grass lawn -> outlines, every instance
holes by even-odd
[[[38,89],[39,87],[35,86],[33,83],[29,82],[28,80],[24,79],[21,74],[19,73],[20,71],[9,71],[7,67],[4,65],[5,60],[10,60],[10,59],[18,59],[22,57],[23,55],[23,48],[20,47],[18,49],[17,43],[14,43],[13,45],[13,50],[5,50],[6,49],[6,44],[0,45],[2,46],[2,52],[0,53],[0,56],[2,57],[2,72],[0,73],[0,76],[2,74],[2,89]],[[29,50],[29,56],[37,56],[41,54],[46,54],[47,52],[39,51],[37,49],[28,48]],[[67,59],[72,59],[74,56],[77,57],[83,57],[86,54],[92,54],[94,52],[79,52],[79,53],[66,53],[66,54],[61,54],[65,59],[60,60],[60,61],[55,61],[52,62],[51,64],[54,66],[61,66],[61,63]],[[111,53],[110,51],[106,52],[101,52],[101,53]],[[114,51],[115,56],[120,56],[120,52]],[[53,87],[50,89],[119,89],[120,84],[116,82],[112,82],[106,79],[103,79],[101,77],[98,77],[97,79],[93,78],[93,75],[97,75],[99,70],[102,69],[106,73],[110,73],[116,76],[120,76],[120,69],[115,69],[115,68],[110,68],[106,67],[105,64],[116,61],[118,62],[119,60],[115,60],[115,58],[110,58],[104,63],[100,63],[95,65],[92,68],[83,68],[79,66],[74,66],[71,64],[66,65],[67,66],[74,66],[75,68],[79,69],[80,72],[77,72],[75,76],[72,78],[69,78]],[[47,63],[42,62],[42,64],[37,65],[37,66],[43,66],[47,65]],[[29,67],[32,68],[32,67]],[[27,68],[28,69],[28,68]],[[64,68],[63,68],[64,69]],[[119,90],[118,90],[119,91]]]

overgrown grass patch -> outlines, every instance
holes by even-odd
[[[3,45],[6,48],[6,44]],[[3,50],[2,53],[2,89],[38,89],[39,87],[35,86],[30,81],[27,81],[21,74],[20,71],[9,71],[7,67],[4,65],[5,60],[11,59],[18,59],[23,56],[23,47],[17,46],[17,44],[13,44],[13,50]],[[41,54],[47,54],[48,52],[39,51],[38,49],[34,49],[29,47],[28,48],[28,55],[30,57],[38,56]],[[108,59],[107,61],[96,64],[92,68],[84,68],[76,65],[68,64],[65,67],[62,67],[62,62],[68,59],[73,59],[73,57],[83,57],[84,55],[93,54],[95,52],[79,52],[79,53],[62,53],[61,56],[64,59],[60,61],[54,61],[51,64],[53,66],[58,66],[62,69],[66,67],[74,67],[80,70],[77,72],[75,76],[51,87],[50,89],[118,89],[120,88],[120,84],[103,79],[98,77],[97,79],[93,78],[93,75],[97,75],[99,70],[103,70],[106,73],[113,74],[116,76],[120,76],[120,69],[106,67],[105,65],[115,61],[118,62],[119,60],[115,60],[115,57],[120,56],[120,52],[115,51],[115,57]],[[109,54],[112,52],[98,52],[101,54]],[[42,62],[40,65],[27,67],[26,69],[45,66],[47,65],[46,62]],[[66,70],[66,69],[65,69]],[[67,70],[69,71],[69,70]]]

● **WHAT IS EXPECTED**
Give every line of the rows above as a numbered list, leaving out the blank lines.

● **SOLUTION FOR THIS PROBLEM**
1. grass lawn -> outlines, every instance
2. holes by even-odd
3. [[[38,89],[39,87],[35,86],[33,83],[29,82],[28,80],[24,79],[21,74],[19,73],[20,71],[9,71],[7,67],[4,65],[5,60],[10,60],[10,59],[18,59],[22,57],[23,55],[23,48],[20,47],[18,49],[17,43],[14,43],[13,45],[13,50],[5,50],[6,49],[6,44],[0,45],[2,46],[2,52],[0,53],[0,56],[2,57],[2,72],[0,73],[0,76],[2,74],[2,89]],[[29,50],[29,56],[37,56],[41,54],[46,54],[47,52],[39,51],[37,49],[28,48]],[[67,59],[72,59],[74,56],[77,57],[83,57],[86,54],[92,54],[94,52],[79,52],[79,53],[66,53],[66,54],[61,54],[65,59],[60,60],[60,61],[55,61],[52,62],[51,64],[54,66],[61,66],[61,63]],[[111,53],[110,51],[106,52],[101,52],[101,53]],[[114,51],[115,56],[120,56],[120,52]],[[53,87],[50,89],[119,89],[120,84],[116,82],[112,82],[106,79],[103,79],[101,77],[98,77],[97,79],[93,78],[93,75],[97,75],[99,70],[102,69],[106,73],[110,73],[116,76],[120,76],[120,69],[115,69],[115,68],[110,68],[106,67],[105,64],[116,61],[118,62],[119,60],[115,60],[115,58],[110,58],[104,63],[100,63],[95,65],[92,68],[83,68],[79,66],[74,66],[71,64],[66,65],[67,66],[74,66],[75,68],[79,69],[80,72],[77,72],[75,76],[72,78],[69,78]],[[47,63],[42,62],[42,64],[37,65],[37,66],[43,66],[47,65]],[[29,67],[32,68],[32,67]],[[27,68],[28,69],[28,68]],[[64,68],[63,68],[64,69]],[[119,90],[118,90],[119,91]]]
4. overgrown grass patch -> outlines, every instance
5. holes by even-odd
6. [[[3,45],[6,48],[6,44]],[[3,50],[2,53],[2,89],[38,89],[39,87],[35,86],[30,81],[27,81],[21,74],[20,71],[9,71],[7,67],[4,65],[5,60],[11,59],[18,59],[23,56],[23,47],[17,46],[17,44],[13,44],[13,50]],[[41,54],[47,54],[48,52],[39,51],[38,49],[34,49],[29,47],[28,48],[28,55],[30,57],[38,56]],[[108,59],[107,61],[96,64],[92,68],[84,68],[76,65],[68,64],[65,67],[62,67],[62,62],[68,59],[73,59],[73,57],[83,57],[84,55],[93,54],[95,52],[79,52],[79,53],[62,53],[61,56],[64,59],[60,61],[54,61],[51,64],[53,66],[58,66],[62,69],[66,67],[74,67],[80,70],[77,72],[75,76],[51,87],[50,89],[118,89],[120,88],[120,84],[103,79],[98,77],[97,79],[93,78],[93,75],[97,75],[99,70],[103,70],[106,73],[113,74],[116,76],[120,76],[120,69],[106,67],[105,65],[115,61],[118,62],[119,60],[115,60],[115,57],[120,56],[120,52],[115,51],[115,57]],[[109,54],[112,52],[98,52],[101,54]],[[42,62],[40,65],[27,67],[26,69],[45,66],[47,65],[46,62]],[[66,70],[66,69],[65,69]],[[67,70],[69,71],[69,70]]]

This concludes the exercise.